Stored records
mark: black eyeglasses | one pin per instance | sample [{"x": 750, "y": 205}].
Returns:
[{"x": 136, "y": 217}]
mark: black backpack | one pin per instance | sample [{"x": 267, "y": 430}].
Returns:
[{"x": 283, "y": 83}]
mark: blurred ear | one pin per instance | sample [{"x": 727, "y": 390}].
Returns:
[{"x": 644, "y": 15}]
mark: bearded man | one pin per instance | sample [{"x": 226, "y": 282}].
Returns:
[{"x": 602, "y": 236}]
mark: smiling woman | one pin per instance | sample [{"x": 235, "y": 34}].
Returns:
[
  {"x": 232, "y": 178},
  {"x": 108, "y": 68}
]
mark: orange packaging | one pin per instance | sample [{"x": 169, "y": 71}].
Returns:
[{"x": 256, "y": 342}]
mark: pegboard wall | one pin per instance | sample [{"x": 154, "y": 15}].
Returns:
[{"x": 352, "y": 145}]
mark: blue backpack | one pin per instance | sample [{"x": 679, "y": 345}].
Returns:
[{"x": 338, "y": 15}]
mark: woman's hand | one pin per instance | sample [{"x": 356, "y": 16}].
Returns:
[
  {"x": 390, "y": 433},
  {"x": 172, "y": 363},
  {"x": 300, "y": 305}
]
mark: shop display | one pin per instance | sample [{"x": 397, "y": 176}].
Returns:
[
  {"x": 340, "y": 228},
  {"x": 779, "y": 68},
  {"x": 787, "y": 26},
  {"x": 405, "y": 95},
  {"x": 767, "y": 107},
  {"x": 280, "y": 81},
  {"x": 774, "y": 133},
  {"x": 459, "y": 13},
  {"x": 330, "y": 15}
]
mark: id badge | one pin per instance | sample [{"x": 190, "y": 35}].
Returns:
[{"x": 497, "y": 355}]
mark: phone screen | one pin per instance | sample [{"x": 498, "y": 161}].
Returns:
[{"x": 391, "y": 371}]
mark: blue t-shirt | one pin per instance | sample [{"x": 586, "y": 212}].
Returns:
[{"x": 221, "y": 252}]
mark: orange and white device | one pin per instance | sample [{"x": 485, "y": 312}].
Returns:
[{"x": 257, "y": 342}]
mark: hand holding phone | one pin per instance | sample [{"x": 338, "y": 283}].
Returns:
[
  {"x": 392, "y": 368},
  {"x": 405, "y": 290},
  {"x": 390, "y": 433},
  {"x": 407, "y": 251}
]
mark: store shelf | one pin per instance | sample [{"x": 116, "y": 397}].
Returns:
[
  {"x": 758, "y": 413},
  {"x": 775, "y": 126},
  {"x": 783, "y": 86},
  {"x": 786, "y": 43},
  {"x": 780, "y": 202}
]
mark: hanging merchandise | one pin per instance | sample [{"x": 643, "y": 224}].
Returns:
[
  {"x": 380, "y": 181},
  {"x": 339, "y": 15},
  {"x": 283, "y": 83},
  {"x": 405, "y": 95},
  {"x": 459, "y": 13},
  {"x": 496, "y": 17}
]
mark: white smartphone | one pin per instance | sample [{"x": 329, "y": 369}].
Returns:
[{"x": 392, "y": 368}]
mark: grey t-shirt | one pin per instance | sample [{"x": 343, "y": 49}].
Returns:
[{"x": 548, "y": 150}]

_SET PROBLEM_
Give the records above as a JSON list of strings, one string per line, leaving out blank lines.

_WRITTEN ANSWER_
[
  "mark: black eyeglasses | one pin per instance | sample [{\"x\": 750, \"y\": 205}].",
  "Returns:",
  "[{\"x\": 136, \"y\": 217}]",
  "mark: black backpack | one pin per instance | sample [{\"x\": 267, \"y\": 430}].",
  "Returns:",
  "[{\"x\": 283, \"y\": 83}]",
  "mark: blurred ear | one pin per instance | sample [{\"x\": 727, \"y\": 390}].",
  "Returns:",
  "[{\"x\": 644, \"y\": 15}]",
  "mark: bearded man | one pin per instance | sample [{\"x\": 226, \"y\": 282}].",
  "Returns:",
  "[{\"x\": 602, \"y\": 236}]",
  "mark: smiling woman | one pin per instance | sample [{\"x\": 235, \"y\": 34}].",
  "Returns:",
  "[",
  "  {\"x\": 232, \"y\": 178},",
  "  {\"x\": 108, \"y\": 68}",
  "]",
  "mark: orange packaging | one pin per instance | sample [{\"x\": 169, \"y\": 71}].",
  "Returns:",
  "[{\"x\": 256, \"y\": 342}]",
  "mark: pegboard wall | one pin per instance | sample [{\"x\": 154, \"y\": 15}].",
  "Returns:",
  "[{\"x\": 352, \"y\": 145}]",
  "mark: blue backpack | one pin per instance | sample [{\"x\": 679, \"y\": 345}].",
  "Returns:",
  "[{\"x\": 338, \"y\": 15}]",
  "mark: woman's hand | one pin per instance | sample [{\"x\": 356, \"y\": 16}].",
  "Returns:",
  "[",
  "  {\"x\": 390, \"y\": 433},",
  "  {\"x\": 172, \"y\": 363},",
  "  {\"x\": 300, \"y\": 305}",
  "]",
  "mark: shop display | one pin per instance | sample [{\"x\": 397, \"y\": 176}].",
  "Returns:",
  "[",
  "  {\"x\": 340, \"y\": 228},",
  "  {\"x\": 779, \"y\": 68},",
  "  {\"x\": 787, \"y\": 26},",
  "  {\"x\": 405, \"y\": 95},",
  "  {\"x\": 767, \"y\": 107},",
  "  {\"x\": 280, \"y\": 81},",
  "  {\"x\": 774, \"y\": 133},",
  "  {\"x\": 459, \"y\": 13},",
  "  {\"x\": 330, \"y\": 15}",
  "]",
  "mark: id badge | one pin per instance | sample [{\"x\": 190, \"y\": 35}].",
  "Returns:",
  "[{\"x\": 497, \"y\": 355}]",
  "mark: phone screen | one pin per instance | sample [{\"x\": 498, \"y\": 161}].",
  "Returns:",
  "[{\"x\": 391, \"y\": 371}]",
  "mark: blue t-shirt | one pin per instance | sample [{\"x\": 586, \"y\": 212}].",
  "Returns:",
  "[{\"x\": 221, \"y\": 252}]",
  "mark: orange and white device | one pin per instance | sample [{\"x\": 485, \"y\": 312}].",
  "Returns:",
  "[{\"x\": 257, \"y\": 342}]",
  "mark: hand holding phone | one pin per instance | sample [{\"x\": 338, \"y\": 283}].",
  "Returns:",
  "[",
  "  {\"x\": 392, \"y\": 368},",
  "  {\"x\": 405, \"y\": 290},",
  "  {\"x\": 390, \"y\": 433},",
  "  {\"x\": 407, \"y\": 251}",
  "]",
  "mark: store shelf | one pin per instance | sample [{\"x\": 116, \"y\": 397}].",
  "Returns:",
  "[",
  "  {\"x\": 758, \"y\": 413},",
  "  {\"x\": 775, \"y\": 126},",
  "  {\"x\": 783, \"y\": 86},",
  "  {\"x\": 786, \"y\": 43},",
  "  {\"x\": 780, \"y\": 202}",
  "]",
  "mark: hanging merchandise | one pin per instance | sample [{\"x\": 643, \"y\": 224}].",
  "Returns:",
  "[",
  "  {\"x\": 380, \"y\": 181},",
  "  {\"x\": 339, \"y\": 15},",
  "  {\"x\": 283, \"y\": 83},",
  "  {\"x\": 405, \"y\": 95},",
  "  {\"x\": 459, \"y\": 13},",
  "  {\"x\": 496, \"y\": 17}",
  "]",
  "mark: white smartphone | one pin per instance | sample [{\"x\": 329, \"y\": 369}].",
  "Returns:",
  "[{\"x\": 392, \"y\": 368}]",
  "mark: grey t-shirt | one pin per instance | sample [{\"x\": 343, \"y\": 49}].",
  "Returns:",
  "[{\"x\": 548, \"y\": 150}]"
]